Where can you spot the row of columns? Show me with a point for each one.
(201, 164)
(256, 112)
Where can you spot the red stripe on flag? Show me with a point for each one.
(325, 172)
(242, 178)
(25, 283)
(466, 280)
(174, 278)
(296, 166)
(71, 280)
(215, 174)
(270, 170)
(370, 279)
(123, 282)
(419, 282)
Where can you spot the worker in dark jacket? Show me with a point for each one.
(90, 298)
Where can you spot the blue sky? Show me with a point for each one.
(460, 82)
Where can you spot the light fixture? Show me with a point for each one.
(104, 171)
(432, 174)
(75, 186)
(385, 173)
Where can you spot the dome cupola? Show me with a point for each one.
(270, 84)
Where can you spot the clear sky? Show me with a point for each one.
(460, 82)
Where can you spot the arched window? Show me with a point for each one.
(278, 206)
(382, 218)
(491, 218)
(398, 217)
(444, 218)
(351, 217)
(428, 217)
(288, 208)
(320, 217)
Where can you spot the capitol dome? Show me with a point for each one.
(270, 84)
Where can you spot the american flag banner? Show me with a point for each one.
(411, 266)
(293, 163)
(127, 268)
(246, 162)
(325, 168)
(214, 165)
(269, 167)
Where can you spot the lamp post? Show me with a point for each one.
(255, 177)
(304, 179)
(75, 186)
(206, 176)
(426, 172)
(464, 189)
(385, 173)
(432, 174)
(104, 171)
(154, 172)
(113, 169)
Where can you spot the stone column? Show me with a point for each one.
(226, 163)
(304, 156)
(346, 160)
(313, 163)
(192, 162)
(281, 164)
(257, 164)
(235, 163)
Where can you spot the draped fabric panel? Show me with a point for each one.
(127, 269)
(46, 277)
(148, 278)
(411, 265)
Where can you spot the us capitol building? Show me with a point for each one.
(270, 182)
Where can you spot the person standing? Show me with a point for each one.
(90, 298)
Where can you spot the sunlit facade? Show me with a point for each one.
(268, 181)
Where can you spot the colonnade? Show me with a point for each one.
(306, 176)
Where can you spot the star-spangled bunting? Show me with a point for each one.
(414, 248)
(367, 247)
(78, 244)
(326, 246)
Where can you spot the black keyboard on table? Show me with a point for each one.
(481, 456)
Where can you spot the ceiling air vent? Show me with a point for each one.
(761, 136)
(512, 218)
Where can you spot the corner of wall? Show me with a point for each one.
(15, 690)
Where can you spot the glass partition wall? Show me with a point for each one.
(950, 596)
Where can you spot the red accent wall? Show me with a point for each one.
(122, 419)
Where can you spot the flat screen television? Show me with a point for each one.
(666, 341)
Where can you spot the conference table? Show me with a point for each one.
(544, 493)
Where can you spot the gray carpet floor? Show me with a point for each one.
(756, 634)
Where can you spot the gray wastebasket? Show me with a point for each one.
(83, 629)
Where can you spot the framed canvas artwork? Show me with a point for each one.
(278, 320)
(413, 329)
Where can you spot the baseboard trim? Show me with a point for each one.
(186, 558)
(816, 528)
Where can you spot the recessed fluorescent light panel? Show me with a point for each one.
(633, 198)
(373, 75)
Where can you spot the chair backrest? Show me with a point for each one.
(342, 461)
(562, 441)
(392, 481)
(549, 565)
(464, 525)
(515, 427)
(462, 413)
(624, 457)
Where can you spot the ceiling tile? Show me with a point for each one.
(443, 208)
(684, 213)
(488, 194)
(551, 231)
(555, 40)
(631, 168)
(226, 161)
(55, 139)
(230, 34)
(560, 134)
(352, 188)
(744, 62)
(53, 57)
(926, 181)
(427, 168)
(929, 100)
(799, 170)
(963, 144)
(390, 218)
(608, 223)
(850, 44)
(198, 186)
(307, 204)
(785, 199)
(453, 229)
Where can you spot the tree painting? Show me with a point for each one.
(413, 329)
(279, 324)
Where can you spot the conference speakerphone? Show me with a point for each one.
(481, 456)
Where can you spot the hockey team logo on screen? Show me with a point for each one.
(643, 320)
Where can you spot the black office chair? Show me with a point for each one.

[STATED PROBLEM] Extract every line from the one containing "Where can you spot the tree" through the last line of the data, inclusive, exactly as written.

[RESULT FOR THIS TASK]
Where can you spot the tree painting? Show me with a point for each one.
(413, 329)
(279, 324)
Where can you spot the conference speakerphone? Show me with a point for each one.
(481, 456)
Where can you spot the hockey team logo on screen? Show me with a point for each one.
(643, 320)
Where can you spot the black office chair? Show me with a point for each one.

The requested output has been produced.